> **Reading text**:
-------

This morning when I arrived at work, I saw the challenge in my inbox. As it happens, thanks to some prior explorations into downtown Portland, I signed up for PASS, a professional society designed to propagate the knowledge and practice of SQL [1]. The e-mail came from that society, and gave a challenge to all writers of technical blogs to write one entry per month for the next year that is accessible for entry-level users of SQL, or, in other words, people like me [2]. Now, it is not entirely clear that this challenge was directed at me, because my blog is particularly complicated in terms of its approach and subject matter, but at least a certain aspect of my blogging is clearly directed to other people who are skilled in the ways of data analysis even if my approach is far more broad than being a technical blog alone. So I considered the challenge accepted, and, for the month of January, at least, completed [3], #entrylevel #sqlpass and all that.

-------

> **Requirements**: Reproduce the passage on the SQL blogging challenge in full, word for word. Draw solely on the passage on the SQL blogging challenge.

-------

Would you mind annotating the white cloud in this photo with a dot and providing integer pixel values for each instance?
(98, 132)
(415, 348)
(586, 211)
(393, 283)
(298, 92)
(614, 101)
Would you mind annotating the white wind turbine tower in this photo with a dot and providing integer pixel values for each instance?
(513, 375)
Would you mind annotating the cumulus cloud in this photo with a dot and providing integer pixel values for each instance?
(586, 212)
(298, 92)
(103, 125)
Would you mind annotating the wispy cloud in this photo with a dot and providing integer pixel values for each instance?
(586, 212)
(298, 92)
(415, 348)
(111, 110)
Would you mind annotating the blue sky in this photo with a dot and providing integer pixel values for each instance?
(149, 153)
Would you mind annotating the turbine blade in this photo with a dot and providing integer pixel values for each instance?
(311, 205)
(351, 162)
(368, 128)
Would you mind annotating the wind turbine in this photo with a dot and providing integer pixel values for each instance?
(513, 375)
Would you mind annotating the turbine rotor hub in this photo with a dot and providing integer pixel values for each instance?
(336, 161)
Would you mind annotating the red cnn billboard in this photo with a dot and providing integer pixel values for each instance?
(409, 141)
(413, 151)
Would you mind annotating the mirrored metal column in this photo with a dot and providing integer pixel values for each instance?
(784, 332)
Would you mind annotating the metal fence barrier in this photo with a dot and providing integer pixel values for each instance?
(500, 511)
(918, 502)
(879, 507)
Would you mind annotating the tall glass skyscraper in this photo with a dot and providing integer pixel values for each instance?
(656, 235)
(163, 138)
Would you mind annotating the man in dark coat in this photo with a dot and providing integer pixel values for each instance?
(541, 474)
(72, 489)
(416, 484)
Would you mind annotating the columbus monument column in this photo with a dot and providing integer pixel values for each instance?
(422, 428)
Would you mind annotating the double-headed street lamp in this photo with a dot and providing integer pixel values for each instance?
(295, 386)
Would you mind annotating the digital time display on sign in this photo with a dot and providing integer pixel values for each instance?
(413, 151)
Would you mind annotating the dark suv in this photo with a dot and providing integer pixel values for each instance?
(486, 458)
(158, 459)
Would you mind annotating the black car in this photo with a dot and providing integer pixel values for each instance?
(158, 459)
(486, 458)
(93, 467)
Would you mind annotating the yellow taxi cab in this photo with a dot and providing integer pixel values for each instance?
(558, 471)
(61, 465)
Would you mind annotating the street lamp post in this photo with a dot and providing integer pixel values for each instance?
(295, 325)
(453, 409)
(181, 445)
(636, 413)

-------

> **Finished answer**:
This morning when I arrived at work, I saw the challenge in my inbox. As it happens, thanks to some prior explorations into downtown Portland, I signed up for PASS, a professional society designed to propagate the knowledge and practice of SQL [1]. The e-mail came from that society, and gave a challenge to all writers of technical blogs to write one entry per month for the next year that is accessible for entry-level users of SQL, or, in other words, people like me [2]. Now, it is not entirely clear that this challenge was directed at me, because my blog is particularly complicated in terms of its approach and subject matter, but at least a certain aspect of my blogging is clearly directed to other people who are skilled in the ways of data analysis even if my approach is far more broad than being a technical blog alone. So I considered the challenge accepted, and, for the month of January, at least, completed [3], #entrylevel #sqlpass and all that.